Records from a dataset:
━━━━━━━━━━━━━━━━

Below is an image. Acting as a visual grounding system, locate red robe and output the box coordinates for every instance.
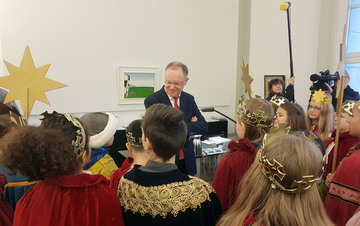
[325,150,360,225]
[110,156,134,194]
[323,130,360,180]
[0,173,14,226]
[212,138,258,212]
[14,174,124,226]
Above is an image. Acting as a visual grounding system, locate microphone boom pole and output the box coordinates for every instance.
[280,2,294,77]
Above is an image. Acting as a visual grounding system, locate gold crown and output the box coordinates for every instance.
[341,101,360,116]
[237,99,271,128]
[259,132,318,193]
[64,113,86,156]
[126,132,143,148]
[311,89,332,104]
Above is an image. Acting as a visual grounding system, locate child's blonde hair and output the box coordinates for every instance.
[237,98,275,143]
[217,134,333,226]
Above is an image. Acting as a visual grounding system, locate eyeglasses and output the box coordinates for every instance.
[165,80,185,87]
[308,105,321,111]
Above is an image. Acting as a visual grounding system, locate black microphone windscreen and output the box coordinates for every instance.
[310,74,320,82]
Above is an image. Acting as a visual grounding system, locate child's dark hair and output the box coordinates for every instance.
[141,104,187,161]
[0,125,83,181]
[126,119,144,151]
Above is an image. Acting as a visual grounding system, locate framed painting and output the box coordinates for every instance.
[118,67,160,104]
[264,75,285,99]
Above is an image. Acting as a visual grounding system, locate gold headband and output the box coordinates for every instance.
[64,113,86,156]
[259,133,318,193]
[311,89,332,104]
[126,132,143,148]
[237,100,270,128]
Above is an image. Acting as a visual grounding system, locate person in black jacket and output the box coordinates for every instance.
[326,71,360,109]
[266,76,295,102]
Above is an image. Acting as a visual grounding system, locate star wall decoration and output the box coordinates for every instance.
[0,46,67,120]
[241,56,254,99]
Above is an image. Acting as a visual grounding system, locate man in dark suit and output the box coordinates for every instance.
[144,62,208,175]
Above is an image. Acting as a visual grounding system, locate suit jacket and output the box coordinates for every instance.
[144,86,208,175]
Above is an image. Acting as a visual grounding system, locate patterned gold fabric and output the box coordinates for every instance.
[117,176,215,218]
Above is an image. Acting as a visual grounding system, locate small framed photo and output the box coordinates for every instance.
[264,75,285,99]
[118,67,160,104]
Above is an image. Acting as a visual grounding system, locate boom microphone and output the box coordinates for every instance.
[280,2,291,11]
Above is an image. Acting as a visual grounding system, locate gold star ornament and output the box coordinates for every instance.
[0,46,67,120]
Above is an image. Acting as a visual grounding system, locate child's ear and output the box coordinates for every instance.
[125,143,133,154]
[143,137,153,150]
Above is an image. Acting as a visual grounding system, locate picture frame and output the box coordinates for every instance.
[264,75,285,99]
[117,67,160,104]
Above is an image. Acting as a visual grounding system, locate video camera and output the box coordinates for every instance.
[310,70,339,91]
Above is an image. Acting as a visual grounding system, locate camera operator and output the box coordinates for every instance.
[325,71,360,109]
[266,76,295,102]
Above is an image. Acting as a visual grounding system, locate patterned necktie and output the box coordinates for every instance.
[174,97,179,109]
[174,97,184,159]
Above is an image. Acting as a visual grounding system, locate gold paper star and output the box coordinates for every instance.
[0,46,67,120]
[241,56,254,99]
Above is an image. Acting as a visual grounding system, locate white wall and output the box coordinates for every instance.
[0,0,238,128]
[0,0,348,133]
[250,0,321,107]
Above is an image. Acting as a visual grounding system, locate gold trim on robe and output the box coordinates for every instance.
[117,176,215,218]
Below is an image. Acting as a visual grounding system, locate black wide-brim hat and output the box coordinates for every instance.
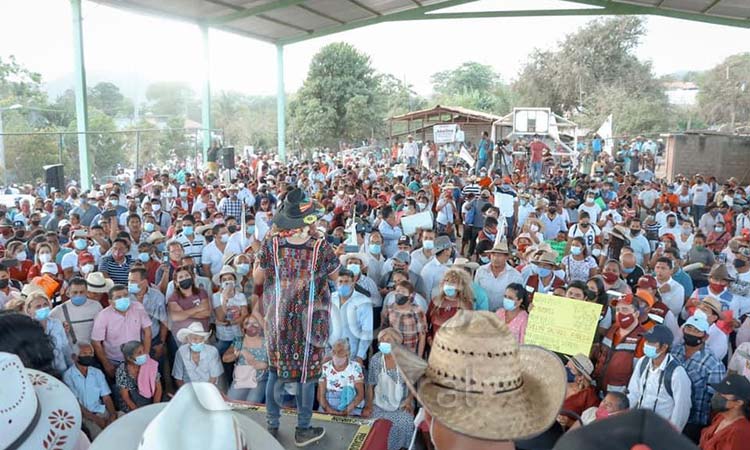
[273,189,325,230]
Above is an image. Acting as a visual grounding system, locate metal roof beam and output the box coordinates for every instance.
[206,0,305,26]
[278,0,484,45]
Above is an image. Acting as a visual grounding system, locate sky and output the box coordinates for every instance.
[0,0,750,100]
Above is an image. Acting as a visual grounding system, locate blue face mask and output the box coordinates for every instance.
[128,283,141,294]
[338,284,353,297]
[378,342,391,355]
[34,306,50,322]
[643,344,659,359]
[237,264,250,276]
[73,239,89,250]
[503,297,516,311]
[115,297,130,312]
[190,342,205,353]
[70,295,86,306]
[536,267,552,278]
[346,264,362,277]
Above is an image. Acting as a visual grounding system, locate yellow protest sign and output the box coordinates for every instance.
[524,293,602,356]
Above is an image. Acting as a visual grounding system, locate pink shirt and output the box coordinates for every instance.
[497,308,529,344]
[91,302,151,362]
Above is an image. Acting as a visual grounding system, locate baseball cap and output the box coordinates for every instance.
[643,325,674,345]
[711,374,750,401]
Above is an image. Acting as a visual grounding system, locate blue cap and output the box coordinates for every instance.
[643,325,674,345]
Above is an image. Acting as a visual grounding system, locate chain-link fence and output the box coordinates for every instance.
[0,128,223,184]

━━━━━━━━━━━━━━━━

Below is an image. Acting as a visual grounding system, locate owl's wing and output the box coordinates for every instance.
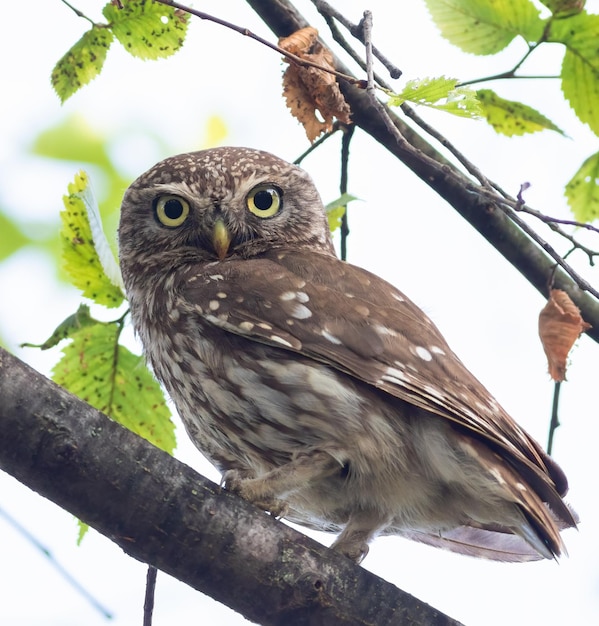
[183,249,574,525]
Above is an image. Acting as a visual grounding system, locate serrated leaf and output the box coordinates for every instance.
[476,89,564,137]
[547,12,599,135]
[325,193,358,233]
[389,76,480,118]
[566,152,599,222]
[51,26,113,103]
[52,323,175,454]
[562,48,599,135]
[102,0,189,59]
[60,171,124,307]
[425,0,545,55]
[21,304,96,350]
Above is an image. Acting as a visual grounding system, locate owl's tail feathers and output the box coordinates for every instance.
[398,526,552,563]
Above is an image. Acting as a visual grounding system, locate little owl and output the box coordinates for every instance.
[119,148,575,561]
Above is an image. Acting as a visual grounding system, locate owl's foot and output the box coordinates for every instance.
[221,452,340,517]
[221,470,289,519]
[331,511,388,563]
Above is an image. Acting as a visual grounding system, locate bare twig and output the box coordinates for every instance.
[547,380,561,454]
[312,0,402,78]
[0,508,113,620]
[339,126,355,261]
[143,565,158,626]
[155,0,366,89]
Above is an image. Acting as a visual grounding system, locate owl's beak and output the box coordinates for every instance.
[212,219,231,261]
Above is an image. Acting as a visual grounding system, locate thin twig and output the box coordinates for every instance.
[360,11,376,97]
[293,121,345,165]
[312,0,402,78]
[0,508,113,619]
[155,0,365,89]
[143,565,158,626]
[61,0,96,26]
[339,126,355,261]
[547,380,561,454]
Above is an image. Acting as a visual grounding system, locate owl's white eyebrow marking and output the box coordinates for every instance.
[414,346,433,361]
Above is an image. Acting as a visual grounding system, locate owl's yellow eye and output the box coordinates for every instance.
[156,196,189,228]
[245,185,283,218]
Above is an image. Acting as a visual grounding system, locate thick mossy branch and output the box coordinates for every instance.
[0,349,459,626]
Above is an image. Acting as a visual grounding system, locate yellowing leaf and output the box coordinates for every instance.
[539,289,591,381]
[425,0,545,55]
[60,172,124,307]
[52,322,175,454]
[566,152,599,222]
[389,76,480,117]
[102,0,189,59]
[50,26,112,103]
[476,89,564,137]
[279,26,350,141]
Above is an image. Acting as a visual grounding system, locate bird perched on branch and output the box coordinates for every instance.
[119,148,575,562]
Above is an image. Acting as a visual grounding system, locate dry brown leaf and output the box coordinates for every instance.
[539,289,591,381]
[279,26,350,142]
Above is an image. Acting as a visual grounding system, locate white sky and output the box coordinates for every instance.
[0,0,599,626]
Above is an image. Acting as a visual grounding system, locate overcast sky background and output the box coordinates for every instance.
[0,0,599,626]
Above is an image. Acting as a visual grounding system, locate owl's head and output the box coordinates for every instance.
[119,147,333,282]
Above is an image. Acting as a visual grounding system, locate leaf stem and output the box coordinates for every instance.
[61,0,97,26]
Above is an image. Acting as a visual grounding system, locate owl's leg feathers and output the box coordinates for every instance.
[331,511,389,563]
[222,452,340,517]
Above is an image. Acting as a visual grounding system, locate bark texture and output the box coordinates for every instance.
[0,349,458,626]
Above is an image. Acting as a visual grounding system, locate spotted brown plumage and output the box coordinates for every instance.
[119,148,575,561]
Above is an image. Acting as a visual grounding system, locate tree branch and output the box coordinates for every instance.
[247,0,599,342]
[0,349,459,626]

━━━━━━━━━━━━━━━━

◆ **What this task involves**:
Gather every line of the records above that contains the word "camera", and copy each one out.

◆ **Complete response**:
Above is an image. Acting as a visual grounding system, locate video camera and output the box coordinates for every instance.
Above is an image. Acting as a visual grounding system, locate camera operator and output the box coordinates for every instance.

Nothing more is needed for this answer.